Texte à lire
===
Muté il y a près d’une trentaine d’années sur le Tây Nguyên (Hauts plateaux du Centre), Lê Huu Phong, enseignant, originaire du delta du fleuve Rouge, s’est entiché de la culture Ba Na. Son souhait : transmettre à ses élèves les valeurs traditionnelles des minorités ethniques des hauts plateaux du Centre.

Il est né et a grandi dans la province de Hung Yên (Nord). Mais c’est à Huê (Centre) qu’il a fait ses études à l’École secondaire de pédagogie. Une fois diplômé en 1986, le jeune Lê Huu Phong, alors plein d’enthousiasme, a été envoyé à Kon Chiêng, une commune du district de Mang Yang, province de Gia Lai (hauts plateaux du Centre). Il est devenu ainsi enseignant dans cette localité reculée, un lieu tellement difficile que nombre de ses confrères, dont le directeur adjoint de l’école, ont dû abandonner leur poste.

Un nouveau modèle éducatif


«Au moment où j’ai commencé mon travail d’enseignement, Kon Chiêng manquait gravement d’enseignants», partage Lê Huu Phong. C’est ainsi que, malgré son jeune âge et sa méconnaissance de la langue Ba Na, il a été nommé directeur du collège de Kon Chiêng. Une école vétuste, qui avait peu d’élèves. «Frustré, j’ai voulu tout arrêter», confie-t-il. Le hasard jouant en sa faveur, Lê Huu Phong a rencontré un vieil enseignant qui lui a appris la langue locale. Au fil du temps, le jeune s’est pris de passion pour la culture Ba Na et a décidé de rester à Kon Chiêng.

Investi dans son travail, l’enseignant a proposé que ses élèves soient nourris chez l’habitant pour leur permettre d’aller en cours toute la journée. Une initiative d’emblée acceptée par M. Zek, alors secrétaire de l’organisation du Parti de la commune : «Continuez de vous impliquer comme vous le faites et ne vous inquiétez pas de l’alimentation ! La commune mobilisera chaque famille». Un peu plus tard, deux grands entrepôts du riz ont ainsi été construits au collège. «Dix-neuf élèves ayant suivi ce modèle sont devenus des cadres actifs de la commune et du district», affirme-il fièrement.
===
Matériel fourni

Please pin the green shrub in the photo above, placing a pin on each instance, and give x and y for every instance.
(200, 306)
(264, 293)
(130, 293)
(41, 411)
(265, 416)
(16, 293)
===
Consigne
Répondez aux questions suivantes à l'aide du texte à lire :
1. Dans quelle ville Lê Huu Phong a-t-il fait ses études ?
2. Qui lui a appris la langue Ba Na ?
3. Combien d'élèves ayant suivi le modèle des repas chez l'habitant sont devenus des cadres actifs ?

Corrigé
1. À Huê, à l'École secondaire de pédagogie.
2. Un vieil enseignant.
3. Dix-neuf élèves.